=== Material provided ===
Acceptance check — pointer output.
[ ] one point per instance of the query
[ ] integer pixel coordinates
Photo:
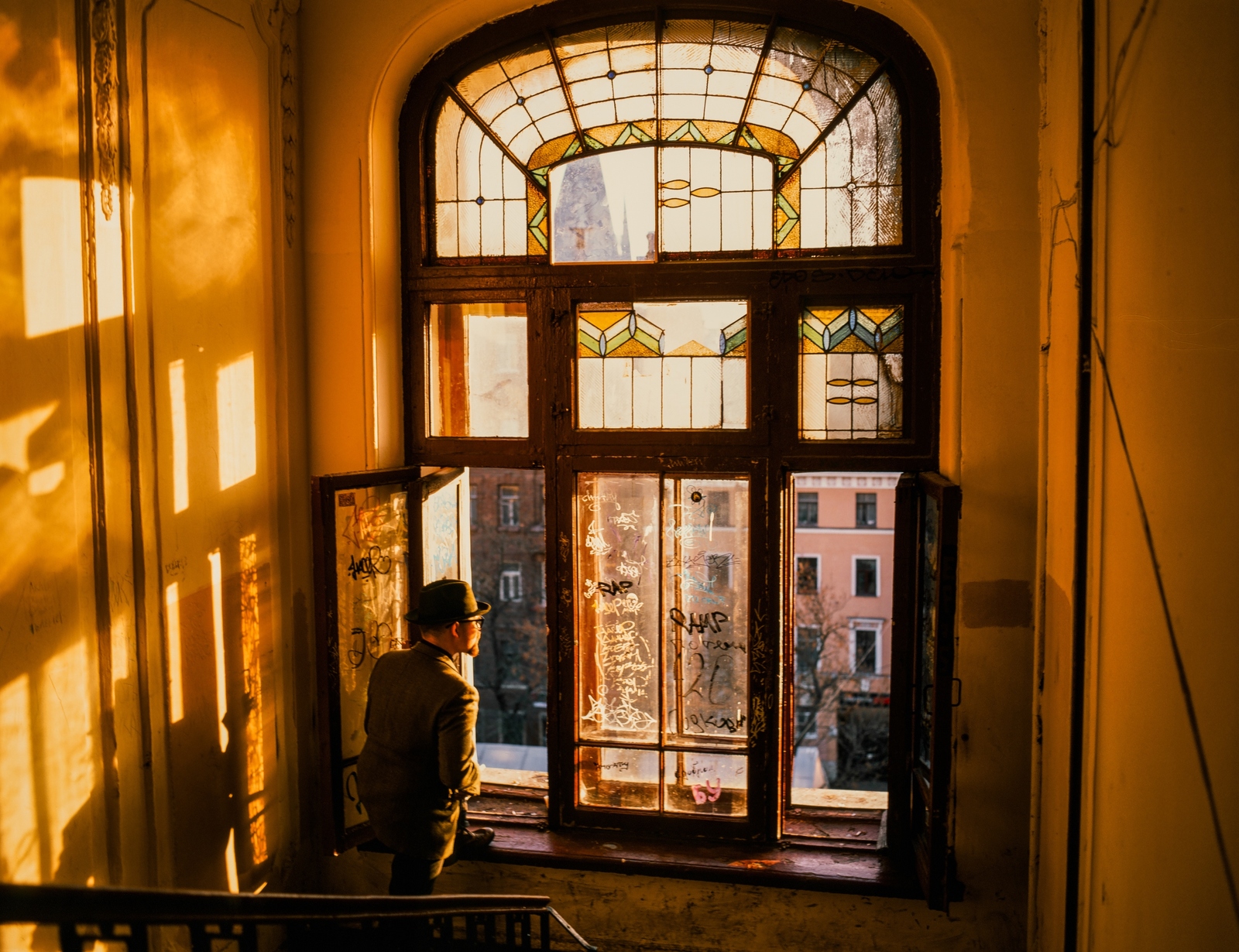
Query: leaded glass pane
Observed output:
(666, 365)
(602, 207)
(477, 371)
(852, 373)
(662, 605)
(620, 91)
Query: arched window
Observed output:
(646, 140)
(662, 264)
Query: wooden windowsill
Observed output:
(832, 861)
(788, 865)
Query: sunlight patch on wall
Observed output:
(19, 824)
(251, 646)
(217, 617)
(46, 479)
(180, 437)
(239, 425)
(175, 687)
(53, 260)
(15, 435)
(68, 748)
(231, 862)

=== Directions for this task ===
Rewrite every line of the items above, including the "Query:" lines, with each point coordinate in the observed output multiplied by 1.3 and rounded to the nearest whole number, halves rounded up. Leave the pictures out.

=== Answer to this problem ===
Acceptance check — pointer output.
[ ] one point per instance of the query
[ ] integer pixel coordinates
Photo:
Query: leaded glass pane
Observed output:
(866, 475)
(783, 269)
(620, 482)
(1108, 485)
(861, 787)
(806, 118)
Query: arched window
Observed output:
(840, 182)
(861, 343)
Query: wooden windowsill
Observed output:
(1082, 1119)
(1024, 1125)
Query: sunlight patch on wall
Observed output:
(25, 1071)
(326, 840)
(282, 802)
(60, 623)
(234, 568)
(311, 553)
(228, 893)
(69, 338)
(20, 566)
(88, 972)
(300, 1121)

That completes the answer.